Texto de lectura.
-- -- --

“Cuando a Bojayá solo lo miran cada 5, 10 o 20 años nos están despellejando”
Así lo dijo ayer un sobreviviente de la masacre, cuando se cumplieron dos décadas del fatal episodio en ese municipio chocano. En sus calles se vive una zozobra similar a la de 2002, por la violencia armada que se resiste a irse del territorio. El clamor general fue por verdad, justicia y gritos de auxilio a un Estado que tiene en el olvido a los pueblos del Atrato.
Camilo Pardo Quintero
“Quisiera congelar el tiempo y ver crecer a nuestros 48 niños y niñas que murieron en la masacre de Bojayá. Hoy serían adultos, tal vez algunos habrían terminado su bachillerato y carrera profesional. Otros tantos ya serían padres y líderes de nuestro presente. Con sus vidas se llevaron las nuestras”. Así narró Yúber Palacio Córdoba, vocero del Comité por los Derechos de las Víctimas de Bojayá, una serie de deseos que le quedaron desde el 2 de mayo de 2002 y con los que le pide al Estado colombiano que no olvide a Bojayá, epicentro de una las peores masacres en la historia reciente de Colombia.
Palacio también pide que no los olviden en un momento en el que ese lugar, el Medio San Juan y el Alto Baudó, atraviesan una crisis humanitaria que les ha vuelto a costar vidas, confinamientos y zozobra. Mejor dicho, las caras de la guerra que nunca se fue de esos territorios.

-- -- --

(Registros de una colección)

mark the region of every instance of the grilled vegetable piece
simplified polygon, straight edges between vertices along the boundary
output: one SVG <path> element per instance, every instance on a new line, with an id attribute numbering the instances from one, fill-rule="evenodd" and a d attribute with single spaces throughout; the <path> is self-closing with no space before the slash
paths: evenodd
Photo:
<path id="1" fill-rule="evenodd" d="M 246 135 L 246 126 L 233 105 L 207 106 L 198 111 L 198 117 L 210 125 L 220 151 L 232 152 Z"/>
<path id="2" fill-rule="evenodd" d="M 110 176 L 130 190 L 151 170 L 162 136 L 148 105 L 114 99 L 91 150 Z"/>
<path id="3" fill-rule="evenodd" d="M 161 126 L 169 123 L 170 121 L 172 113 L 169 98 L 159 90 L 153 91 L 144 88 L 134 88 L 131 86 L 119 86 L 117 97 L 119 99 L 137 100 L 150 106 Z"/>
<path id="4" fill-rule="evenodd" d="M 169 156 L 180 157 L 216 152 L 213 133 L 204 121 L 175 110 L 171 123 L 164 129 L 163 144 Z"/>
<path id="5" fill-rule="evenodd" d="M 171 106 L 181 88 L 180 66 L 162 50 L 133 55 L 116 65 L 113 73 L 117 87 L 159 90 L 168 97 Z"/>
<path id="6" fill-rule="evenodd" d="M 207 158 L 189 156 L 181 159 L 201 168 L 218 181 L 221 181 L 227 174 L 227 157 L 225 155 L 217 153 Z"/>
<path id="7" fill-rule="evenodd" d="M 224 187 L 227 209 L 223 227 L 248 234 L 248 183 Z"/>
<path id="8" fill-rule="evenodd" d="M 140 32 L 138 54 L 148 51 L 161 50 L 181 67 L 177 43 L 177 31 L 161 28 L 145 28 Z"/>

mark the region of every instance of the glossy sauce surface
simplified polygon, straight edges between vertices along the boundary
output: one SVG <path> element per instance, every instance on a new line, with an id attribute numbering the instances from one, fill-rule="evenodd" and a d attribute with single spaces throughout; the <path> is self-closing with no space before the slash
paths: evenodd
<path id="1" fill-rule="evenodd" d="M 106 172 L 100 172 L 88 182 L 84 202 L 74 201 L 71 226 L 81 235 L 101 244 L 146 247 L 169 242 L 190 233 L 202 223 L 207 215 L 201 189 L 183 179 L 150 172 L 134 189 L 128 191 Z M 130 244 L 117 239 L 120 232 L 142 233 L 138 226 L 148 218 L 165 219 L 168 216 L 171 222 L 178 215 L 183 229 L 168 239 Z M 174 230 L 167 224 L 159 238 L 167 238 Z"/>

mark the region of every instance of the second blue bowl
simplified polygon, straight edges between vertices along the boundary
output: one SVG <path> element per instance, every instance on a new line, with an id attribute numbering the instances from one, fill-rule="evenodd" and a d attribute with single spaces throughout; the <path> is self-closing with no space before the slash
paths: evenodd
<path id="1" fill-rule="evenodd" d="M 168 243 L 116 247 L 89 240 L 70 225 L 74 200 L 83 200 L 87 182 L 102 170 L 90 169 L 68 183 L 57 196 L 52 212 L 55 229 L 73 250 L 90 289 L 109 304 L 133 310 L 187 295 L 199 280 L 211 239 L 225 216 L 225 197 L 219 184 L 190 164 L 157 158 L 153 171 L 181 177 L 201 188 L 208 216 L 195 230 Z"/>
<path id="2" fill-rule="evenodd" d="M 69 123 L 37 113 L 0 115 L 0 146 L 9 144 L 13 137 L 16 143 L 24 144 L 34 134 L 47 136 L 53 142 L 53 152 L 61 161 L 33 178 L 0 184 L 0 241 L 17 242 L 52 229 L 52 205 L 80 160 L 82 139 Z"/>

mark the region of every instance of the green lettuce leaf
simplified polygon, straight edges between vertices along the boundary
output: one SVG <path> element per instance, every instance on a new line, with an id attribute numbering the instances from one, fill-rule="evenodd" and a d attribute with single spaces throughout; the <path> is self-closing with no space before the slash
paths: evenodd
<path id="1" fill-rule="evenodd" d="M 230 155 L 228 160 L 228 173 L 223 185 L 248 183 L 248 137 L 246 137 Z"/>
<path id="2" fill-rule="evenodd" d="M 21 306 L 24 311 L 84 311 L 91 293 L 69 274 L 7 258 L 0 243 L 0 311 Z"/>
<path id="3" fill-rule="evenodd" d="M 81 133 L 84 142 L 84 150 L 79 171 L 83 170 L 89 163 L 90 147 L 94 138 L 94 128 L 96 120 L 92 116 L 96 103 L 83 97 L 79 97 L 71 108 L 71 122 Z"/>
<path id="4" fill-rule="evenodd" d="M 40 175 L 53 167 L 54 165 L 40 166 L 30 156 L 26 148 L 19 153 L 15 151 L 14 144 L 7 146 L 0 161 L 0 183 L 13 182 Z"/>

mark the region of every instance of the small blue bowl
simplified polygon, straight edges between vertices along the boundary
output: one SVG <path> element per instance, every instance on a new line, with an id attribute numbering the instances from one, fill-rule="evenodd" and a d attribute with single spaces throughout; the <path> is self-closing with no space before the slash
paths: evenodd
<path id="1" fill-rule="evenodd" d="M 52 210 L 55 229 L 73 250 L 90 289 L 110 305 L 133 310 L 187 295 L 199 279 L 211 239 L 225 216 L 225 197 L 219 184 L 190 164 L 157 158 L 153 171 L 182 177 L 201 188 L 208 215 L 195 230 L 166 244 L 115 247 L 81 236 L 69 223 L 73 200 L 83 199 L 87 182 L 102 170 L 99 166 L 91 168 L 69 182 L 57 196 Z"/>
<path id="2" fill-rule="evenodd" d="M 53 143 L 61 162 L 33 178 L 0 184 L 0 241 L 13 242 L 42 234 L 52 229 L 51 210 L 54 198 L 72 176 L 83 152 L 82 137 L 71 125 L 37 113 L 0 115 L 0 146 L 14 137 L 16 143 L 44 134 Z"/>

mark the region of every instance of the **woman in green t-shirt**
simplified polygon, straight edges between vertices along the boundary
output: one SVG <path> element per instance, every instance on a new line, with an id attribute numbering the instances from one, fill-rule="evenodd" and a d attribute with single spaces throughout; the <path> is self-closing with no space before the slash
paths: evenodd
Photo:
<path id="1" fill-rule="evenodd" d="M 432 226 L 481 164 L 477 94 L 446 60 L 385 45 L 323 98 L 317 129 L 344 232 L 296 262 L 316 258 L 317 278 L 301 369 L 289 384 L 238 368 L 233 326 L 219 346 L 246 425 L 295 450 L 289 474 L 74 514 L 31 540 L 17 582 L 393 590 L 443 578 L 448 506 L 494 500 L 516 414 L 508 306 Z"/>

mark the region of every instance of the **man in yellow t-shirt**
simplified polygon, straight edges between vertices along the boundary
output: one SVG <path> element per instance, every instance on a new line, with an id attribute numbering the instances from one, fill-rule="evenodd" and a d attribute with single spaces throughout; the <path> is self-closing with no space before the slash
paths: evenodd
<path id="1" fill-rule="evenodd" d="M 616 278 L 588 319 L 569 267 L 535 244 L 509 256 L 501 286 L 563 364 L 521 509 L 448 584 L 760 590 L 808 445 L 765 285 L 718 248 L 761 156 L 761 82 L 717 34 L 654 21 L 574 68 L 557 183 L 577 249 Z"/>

-- -- --

Instrucción 1.
Contesta estas preguntas con datos del texto sobre Bojayá.
(a) ¿Cuántos niños y niñas murieron en la masacre, según Yúber Palacio Córdoba?
(b) ¿De qué organización es vocero Yúber Palacio Córdoba?
(c) Además de Bojayá, ¿qué lugares atraviesan la crisis humanitaria que se menciona?
Instrucción 2. Redacta de forma más breve el párrafo del texto sobre Bojayá que empieza con «Así lo dijo ayer un sobreviviente», conservando sus datos principales.
Instrucción 3. Escribe la continuación del texto sobre Bojayá a partir de su última oración.

Respuesta correcta 1.
(a) Murieron 48 niños y niñas.
(b) Es vocero del Comité por los Derechos de las Víctimas de Bojayá.
(c) La atraviesan el Medio San Juan y el Alto Baudó.

Respuesta correcta 2. Un sobreviviente lo dijo ayer, al cumplirse dos décadas de la masacre en ese municipio chocano. Por la violencia armada que persiste en el territorio, en sus calles se vive una zozobra similar a la de 2002. El reclamo general fue de verdad, justicia y auxilio a un Estado que tiene olvidados a los pueblos del Atrato.

Respuesta correcta 3.
Por ejemplo, en la Ciénaga de Napipí, Nóvita y las zonas rurales de Bojayá no han cesado los suicidios de jóvenes emberas, que optan por el camino de la muerte antes de ser reclutados por el Eln o las Agc -o Clan del Golfo-. Hay poca confianza en la institucionalidad y el rostro de las víctimas es el ejemplo lapidario de ello.
Lea: “Veinte años después de la masacre, Bojayá sigue sin enterrar sus dolores”
Tanta parafernalia en la conmemoración de los 20 años de la masacre de Bojayá les molesta; muchos hubieran preferido un acto privado para sus muertos y garantías para no enterrar a más seres queridos. Ese, por desgracia, es otro deseo que también se les ha esfumado con rapidez. “El sábado, una de nuestras niñas se quitó la vida por temor de ser reclutada. Es la cuarta joven embera que toma esa decisión en 2022. ¿Eso cómo no nos quiebra el alma? No hay posibilidades de soñar porque estamos solos”, lamentó Víctor Carpio, miembro de la Mesa Indígena de Concertación y Diálogo de Chocó.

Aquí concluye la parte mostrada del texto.